Records to use>
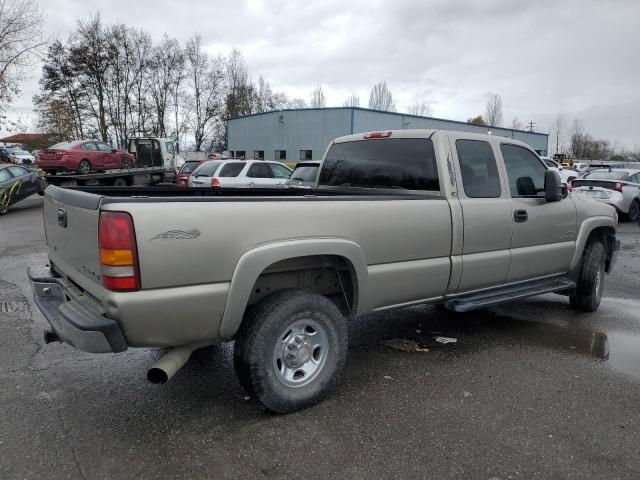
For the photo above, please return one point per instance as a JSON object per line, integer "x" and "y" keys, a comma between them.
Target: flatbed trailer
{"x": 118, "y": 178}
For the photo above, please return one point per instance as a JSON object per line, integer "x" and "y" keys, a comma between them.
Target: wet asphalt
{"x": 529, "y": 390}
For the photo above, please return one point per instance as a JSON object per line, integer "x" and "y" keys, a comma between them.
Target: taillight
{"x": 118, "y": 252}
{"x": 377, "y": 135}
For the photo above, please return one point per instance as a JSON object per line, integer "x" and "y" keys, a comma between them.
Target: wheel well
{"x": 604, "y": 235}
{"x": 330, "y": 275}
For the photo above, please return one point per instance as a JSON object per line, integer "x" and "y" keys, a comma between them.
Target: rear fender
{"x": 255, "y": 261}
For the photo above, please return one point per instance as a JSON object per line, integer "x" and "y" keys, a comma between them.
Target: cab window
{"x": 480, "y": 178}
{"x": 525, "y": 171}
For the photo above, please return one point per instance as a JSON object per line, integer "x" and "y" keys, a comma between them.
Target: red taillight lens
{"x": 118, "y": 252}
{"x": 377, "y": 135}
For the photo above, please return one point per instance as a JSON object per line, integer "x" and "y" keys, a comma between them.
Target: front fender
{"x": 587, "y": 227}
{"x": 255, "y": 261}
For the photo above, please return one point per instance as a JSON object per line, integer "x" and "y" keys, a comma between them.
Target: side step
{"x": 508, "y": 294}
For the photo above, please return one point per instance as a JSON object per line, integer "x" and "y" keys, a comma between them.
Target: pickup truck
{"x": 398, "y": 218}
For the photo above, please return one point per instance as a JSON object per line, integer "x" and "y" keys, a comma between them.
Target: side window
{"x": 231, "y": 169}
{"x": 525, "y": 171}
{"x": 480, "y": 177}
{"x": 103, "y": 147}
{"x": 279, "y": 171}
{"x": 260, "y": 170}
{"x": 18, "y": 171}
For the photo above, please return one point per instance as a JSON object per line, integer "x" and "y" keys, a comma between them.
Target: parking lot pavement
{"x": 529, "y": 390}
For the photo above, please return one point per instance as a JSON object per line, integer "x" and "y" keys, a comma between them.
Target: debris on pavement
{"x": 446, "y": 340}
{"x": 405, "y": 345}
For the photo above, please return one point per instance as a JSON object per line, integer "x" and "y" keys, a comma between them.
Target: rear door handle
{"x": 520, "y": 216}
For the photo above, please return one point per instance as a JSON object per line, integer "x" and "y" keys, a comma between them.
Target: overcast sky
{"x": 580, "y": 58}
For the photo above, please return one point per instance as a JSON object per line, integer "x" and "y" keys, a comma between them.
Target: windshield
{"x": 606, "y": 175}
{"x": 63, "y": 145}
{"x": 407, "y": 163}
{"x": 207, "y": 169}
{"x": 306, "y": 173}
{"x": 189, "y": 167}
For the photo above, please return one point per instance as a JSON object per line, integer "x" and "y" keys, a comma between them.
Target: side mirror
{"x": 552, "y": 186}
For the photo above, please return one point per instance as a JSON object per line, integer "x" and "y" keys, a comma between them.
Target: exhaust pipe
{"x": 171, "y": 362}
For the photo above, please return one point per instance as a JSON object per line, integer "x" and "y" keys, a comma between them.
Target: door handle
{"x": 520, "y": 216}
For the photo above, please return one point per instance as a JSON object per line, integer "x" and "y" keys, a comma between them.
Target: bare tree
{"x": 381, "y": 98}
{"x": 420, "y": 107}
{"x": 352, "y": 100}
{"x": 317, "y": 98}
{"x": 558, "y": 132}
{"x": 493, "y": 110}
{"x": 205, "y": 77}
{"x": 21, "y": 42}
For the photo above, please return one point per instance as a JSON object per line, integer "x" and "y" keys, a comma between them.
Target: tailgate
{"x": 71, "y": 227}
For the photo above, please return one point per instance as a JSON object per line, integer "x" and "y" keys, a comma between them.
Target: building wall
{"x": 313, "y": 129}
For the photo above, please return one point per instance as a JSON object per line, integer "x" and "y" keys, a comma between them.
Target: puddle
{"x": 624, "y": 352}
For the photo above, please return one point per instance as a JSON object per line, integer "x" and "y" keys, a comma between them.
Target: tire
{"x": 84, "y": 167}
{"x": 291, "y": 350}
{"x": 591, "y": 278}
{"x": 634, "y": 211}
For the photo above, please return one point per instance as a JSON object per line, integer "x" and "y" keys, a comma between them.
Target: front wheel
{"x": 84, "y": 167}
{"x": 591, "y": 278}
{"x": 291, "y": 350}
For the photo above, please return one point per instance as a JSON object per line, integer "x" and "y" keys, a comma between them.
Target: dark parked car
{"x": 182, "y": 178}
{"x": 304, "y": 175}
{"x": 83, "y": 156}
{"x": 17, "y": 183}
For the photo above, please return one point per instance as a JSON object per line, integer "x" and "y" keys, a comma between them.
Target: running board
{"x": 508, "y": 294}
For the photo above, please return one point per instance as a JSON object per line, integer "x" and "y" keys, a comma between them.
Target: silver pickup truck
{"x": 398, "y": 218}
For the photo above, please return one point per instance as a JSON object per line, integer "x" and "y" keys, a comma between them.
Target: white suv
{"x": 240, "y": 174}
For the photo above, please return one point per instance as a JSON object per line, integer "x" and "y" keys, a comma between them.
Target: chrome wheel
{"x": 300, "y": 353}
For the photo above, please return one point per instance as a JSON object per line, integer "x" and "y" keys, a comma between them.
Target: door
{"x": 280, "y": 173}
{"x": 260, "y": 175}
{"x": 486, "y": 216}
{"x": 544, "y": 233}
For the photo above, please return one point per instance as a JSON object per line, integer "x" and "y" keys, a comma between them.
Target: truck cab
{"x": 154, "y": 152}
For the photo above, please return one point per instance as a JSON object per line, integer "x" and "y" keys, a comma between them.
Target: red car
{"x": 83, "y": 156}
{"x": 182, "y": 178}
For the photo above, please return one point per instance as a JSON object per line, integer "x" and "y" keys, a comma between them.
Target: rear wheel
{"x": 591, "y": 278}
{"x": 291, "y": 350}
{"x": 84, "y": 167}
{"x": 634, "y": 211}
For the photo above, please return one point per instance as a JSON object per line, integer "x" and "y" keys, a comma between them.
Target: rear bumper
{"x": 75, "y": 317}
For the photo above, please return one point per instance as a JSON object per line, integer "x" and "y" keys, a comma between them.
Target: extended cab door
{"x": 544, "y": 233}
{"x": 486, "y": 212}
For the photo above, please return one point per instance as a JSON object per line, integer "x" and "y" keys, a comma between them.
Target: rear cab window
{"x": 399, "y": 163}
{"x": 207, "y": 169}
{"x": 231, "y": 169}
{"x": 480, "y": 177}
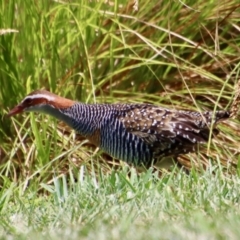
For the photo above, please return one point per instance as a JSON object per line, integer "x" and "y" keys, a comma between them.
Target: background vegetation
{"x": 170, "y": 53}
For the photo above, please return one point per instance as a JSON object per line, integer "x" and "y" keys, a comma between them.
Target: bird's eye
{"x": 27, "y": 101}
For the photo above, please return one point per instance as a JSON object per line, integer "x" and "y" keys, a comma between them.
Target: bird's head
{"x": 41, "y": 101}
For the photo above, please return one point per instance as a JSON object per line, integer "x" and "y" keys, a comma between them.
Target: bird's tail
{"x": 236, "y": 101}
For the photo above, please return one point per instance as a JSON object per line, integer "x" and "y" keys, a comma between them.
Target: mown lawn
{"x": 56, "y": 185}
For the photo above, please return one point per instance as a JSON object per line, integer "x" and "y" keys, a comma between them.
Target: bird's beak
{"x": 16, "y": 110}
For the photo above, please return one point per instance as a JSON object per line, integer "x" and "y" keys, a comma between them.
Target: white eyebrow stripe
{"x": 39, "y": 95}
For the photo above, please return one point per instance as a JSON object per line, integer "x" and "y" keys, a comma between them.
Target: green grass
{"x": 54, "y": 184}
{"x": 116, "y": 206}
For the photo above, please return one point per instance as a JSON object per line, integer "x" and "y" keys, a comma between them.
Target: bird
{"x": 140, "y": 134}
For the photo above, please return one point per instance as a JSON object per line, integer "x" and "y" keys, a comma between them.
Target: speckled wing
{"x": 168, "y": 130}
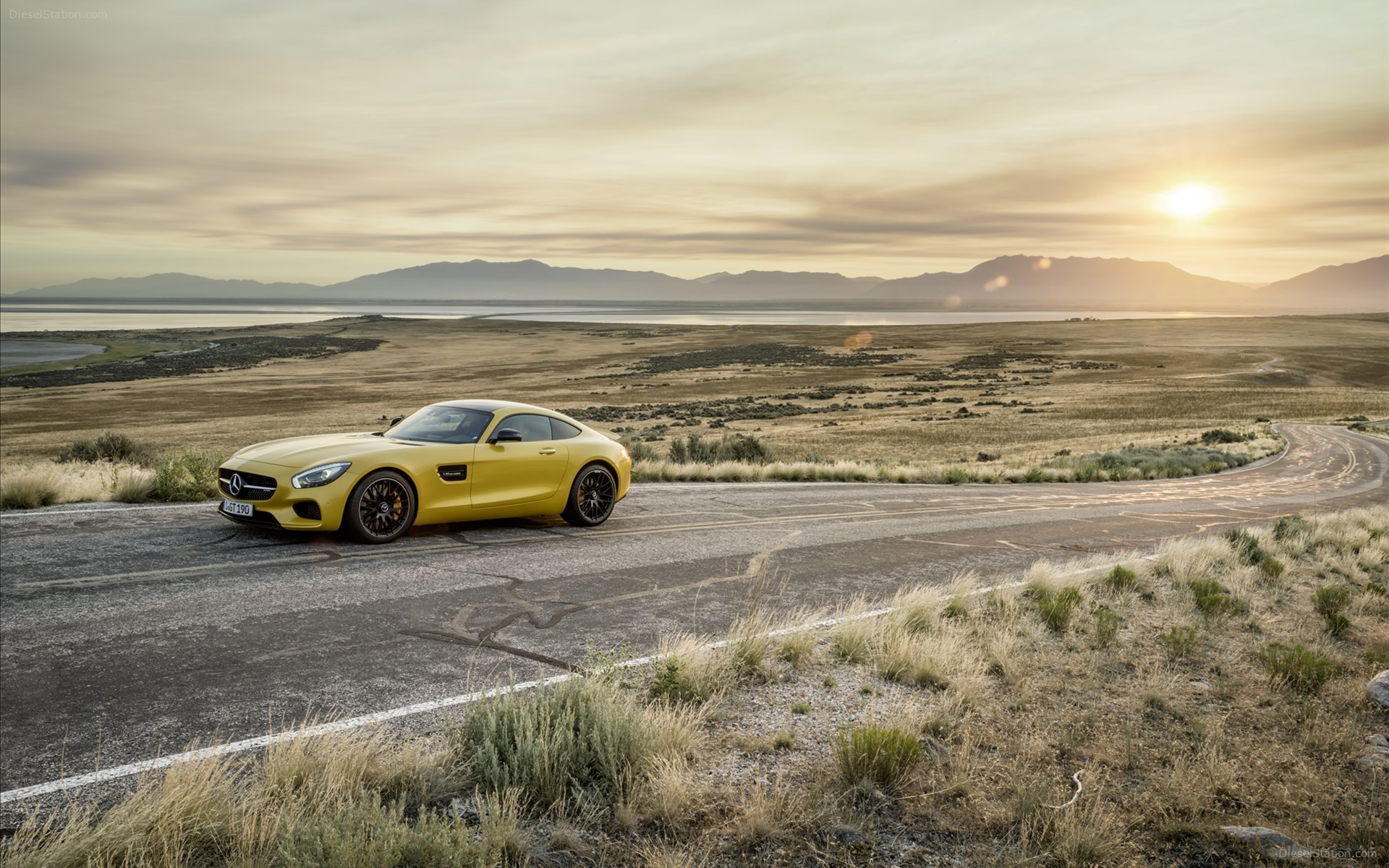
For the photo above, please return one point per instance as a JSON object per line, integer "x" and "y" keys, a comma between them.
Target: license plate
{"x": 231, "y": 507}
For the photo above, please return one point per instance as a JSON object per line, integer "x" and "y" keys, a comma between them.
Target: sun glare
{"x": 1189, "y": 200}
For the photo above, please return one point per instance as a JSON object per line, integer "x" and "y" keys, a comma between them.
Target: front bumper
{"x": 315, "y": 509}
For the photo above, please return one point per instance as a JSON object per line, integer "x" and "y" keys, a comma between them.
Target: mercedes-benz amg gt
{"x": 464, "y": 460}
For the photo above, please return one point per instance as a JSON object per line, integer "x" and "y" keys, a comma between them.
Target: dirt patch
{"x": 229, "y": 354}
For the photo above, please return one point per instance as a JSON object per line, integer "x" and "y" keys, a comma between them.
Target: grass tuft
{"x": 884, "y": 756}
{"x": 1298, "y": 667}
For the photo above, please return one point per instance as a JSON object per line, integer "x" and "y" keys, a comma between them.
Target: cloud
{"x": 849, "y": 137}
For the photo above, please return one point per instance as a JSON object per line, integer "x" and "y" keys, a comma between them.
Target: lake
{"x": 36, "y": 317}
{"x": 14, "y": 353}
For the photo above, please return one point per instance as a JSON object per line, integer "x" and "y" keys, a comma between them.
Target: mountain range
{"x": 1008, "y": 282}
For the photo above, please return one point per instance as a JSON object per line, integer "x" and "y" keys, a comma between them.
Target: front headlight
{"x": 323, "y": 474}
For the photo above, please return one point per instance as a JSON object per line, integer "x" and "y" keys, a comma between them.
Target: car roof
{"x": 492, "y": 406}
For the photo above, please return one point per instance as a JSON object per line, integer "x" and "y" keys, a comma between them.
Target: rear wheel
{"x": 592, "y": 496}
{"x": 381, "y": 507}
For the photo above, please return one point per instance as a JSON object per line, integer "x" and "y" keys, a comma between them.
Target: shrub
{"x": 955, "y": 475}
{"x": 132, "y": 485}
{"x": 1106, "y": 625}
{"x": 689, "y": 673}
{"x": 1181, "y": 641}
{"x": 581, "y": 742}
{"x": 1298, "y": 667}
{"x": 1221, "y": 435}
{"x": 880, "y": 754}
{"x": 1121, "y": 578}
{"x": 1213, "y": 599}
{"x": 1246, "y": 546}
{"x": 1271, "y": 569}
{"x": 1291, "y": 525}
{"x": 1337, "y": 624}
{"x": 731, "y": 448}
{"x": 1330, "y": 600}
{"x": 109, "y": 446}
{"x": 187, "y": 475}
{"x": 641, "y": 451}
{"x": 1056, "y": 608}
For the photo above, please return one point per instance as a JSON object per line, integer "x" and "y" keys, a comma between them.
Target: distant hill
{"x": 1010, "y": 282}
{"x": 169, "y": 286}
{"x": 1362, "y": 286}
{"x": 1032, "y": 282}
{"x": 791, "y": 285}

Exercise directions>
Collect every line in the records above that contains the word "front", and copy each one out in full.

Solution>
Target: front fender
Target: front wheel
Target: front bumper
Target: front headlight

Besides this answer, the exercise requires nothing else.